## Begin TASK INPUT
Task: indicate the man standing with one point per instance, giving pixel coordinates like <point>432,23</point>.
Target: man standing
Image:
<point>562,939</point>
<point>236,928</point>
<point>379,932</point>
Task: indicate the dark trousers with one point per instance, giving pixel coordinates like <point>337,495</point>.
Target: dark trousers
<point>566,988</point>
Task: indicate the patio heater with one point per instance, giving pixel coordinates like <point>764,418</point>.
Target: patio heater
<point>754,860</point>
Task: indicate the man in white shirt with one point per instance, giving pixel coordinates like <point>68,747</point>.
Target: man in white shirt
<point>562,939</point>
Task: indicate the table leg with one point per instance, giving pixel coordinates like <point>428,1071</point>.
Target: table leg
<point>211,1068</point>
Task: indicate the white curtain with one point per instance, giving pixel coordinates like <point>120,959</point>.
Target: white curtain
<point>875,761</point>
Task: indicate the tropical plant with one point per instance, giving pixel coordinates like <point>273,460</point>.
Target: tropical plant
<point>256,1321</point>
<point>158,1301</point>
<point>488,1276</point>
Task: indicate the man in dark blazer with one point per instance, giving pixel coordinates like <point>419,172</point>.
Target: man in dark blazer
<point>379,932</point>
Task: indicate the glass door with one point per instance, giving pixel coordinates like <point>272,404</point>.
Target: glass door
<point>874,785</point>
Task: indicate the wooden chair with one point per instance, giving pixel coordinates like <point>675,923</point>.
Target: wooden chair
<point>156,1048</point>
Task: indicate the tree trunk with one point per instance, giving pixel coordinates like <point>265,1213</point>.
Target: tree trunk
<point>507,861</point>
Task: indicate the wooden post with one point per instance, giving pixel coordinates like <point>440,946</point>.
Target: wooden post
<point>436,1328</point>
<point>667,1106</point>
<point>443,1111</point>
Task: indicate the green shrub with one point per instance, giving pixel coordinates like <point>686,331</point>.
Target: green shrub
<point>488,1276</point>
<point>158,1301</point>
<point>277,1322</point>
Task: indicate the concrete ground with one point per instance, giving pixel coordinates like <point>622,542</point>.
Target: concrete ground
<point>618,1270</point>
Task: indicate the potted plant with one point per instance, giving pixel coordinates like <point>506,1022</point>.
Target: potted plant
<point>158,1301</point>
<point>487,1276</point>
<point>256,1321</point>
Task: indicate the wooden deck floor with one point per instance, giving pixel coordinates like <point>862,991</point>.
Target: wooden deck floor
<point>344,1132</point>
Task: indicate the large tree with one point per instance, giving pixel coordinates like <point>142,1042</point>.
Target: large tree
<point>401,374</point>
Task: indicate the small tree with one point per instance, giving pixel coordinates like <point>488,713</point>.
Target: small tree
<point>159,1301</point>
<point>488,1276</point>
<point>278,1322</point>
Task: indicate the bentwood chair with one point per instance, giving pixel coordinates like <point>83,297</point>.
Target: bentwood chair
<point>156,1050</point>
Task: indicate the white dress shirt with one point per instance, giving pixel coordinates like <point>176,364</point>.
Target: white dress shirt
## End TASK INPUT
# EXERCISE PROMPT:
Reproduce every line of the records above, character for character, without changing anything.

# RESULT OF THE TASK:
Task: indicate the man standing with one point per instance, giving pixel coordinates like <point>432,23</point>.
Target: man standing
Image:
<point>562,939</point>
<point>236,928</point>
<point>379,932</point>
Task: indicate the dark trousers with one point per instance, giving pixel coordinates like <point>337,495</point>.
Target: dark trousers
<point>566,988</point>
Task: indicate the patio heater with one point per instance, giving pixel coordinates like <point>764,418</point>.
Target: patio heater
<point>754,860</point>
Task: indicate the man in white shirt with one point per instance, giving pixel coordinates like <point>68,747</point>.
Target: man in white shirt
<point>562,939</point>
Task: indicate the table leg with one point per instance, giving pixel coordinates like <point>428,1071</point>.
Target: table leg
<point>211,1068</point>
Task: indicate the white curtain with one point per instance, giving pixel coordinates like <point>120,959</point>.
Target: white curtain
<point>875,761</point>
Task: indicate the tropical plant with one point per instance, giving pixel coordinates like <point>273,460</point>.
Target: tropical plant
<point>256,1321</point>
<point>158,1301</point>
<point>488,1276</point>
Task: indicate the man in dark blazer with one point per instance, giving pixel coordinates like <point>419,172</point>.
Target: man in dark blazer
<point>379,932</point>
Task: indicate the glass door with one point per instance, giving pixel coordinates like <point>272,404</point>.
Target: glass door
<point>874,785</point>
Task: indicate the wooden chair with one point per instance, giving pixel coordinates like <point>675,923</point>.
Target: wooden chair
<point>156,1048</point>
Task: indicate the tree trunk with one point per instance, giving pixel coordinates like <point>265,1213</point>.
Target: tree trunk
<point>507,861</point>
Task: indicate the wooden post with one point per instance, giving pixel coordinates like <point>440,946</point>.
Target: wooden post
<point>436,1328</point>
<point>667,1106</point>
<point>443,1111</point>
Task: indicate the green shrub with one point per instance, giving pixel coordinates like <point>686,331</point>.
Target: green shrub
<point>488,1276</point>
<point>158,1301</point>
<point>277,1322</point>
Task: indicate the concrete ground with one point per instance, giving pixel coordinates like <point>622,542</point>.
Target: concrete ground
<point>618,1270</point>
Task: indicate the potted plant with one point per instance, giving pixel coordinates like <point>506,1022</point>.
Target: potted plant
<point>158,1301</point>
<point>487,1276</point>
<point>256,1321</point>
Task: indicate the wooden deck floor with one point per instance, giving pixel coordinates like <point>862,991</point>.
Target: wooden deck floor
<point>344,1132</point>
Task: indicate the large tree with one point per instance, giving pixel coordinates like <point>142,1042</point>.
Target: large tree
<point>401,374</point>
Task: indicate the small tree with one point per instance, giving pixel coordinates like <point>488,713</point>.
Target: small tree
<point>159,1301</point>
<point>488,1276</point>
<point>278,1322</point>
Task: indicate the bentwood chair with one point per instance, giving pixel coordinates like <point>83,297</point>.
Target: bentwood chair
<point>156,1050</point>
Task: indicate the white dress shirt with one point per instance, giving pixel coordinates like <point>176,364</point>.
Target: white dress shirt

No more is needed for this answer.